EXERCISE>
Can you update the rows below by replacing "woman's white knit sweater" with "woman's cream knit sweater" everywhere it appears and keeping everything else the same? Leave the pictures out of your answer.

(Picture annotation rows)
## start

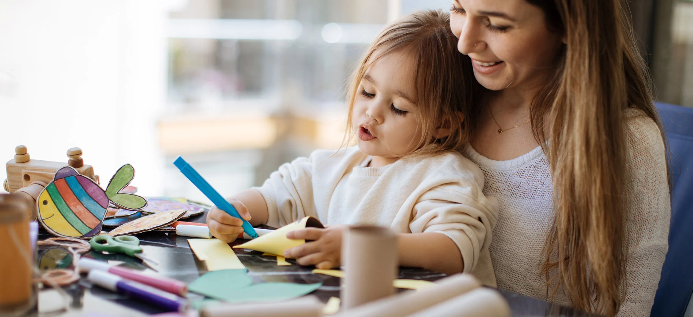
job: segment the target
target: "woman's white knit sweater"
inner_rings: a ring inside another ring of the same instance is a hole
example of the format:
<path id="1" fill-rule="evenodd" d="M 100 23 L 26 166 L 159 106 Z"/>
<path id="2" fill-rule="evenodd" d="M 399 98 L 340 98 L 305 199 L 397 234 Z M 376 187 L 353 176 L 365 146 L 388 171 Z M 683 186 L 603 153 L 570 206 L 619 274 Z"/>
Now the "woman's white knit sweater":
<path id="1" fill-rule="evenodd" d="M 358 147 L 317 150 L 279 167 L 259 188 L 269 226 L 305 216 L 324 224 L 388 227 L 396 233 L 440 233 L 462 254 L 464 272 L 495 285 L 489 254 L 498 202 L 482 192 L 484 175 L 462 155 L 402 158 L 365 167 Z"/>
<path id="2" fill-rule="evenodd" d="M 667 163 L 654 121 L 634 109 L 628 109 L 626 115 L 628 161 L 623 180 L 627 197 L 624 201 L 627 287 L 618 316 L 649 316 L 668 248 L 671 205 Z M 547 296 L 541 267 L 542 248 L 554 214 L 551 174 L 542 149 L 503 161 L 490 160 L 471 146 L 465 155 L 484 172 L 484 193 L 500 203 L 490 248 L 498 287 L 549 300 L 551 293 Z M 561 289 L 554 302 L 571 304 Z"/>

## end

REPLY TO THE EXERCISE>
job: segment the target
target: "woman's cream knit sweater"
inner_rings: a ring inside another ring of the same instance is a hole
example of the format:
<path id="1" fill-rule="evenodd" d="M 100 23 L 26 166 L 159 106 Z"/>
<path id="2" fill-rule="evenodd" d="M 399 98 L 340 98 L 305 199 L 397 234 Z M 376 187 L 353 176 L 365 146 L 388 171 Z M 683 186 L 603 153 L 570 206 L 619 274 Z"/>
Now the "woman's cream knit sweater":
<path id="1" fill-rule="evenodd" d="M 358 147 L 317 150 L 279 167 L 259 188 L 269 226 L 305 216 L 324 224 L 388 227 L 396 233 L 440 233 L 462 254 L 464 272 L 495 285 L 489 254 L 498 202 L 482 192 L 484 175 L 462 155 L 402 158 L 365 167 Z"/>
<path id="2" fill-rule="evenodd" d="M 667 163 L 654 121 L 634 109 L 628 109 L 626 115 L 628 161 L 623 180 L 627 197 L 624 201 L 627 287 L 618 316 L 649 316 L 668 248 L 671 205 Z M 547 296 L 541 267 L 542 248 L 554 214 L 551 174 L 542 149 L 503 161 L 490 160 L 471 146 L 465 155 L 484 172 L 484 193 L 500 203 L 490 248 L 498 287 L 549 300 L 551 293 Z M 561 289 L 554 302 L 571 304 Z"/>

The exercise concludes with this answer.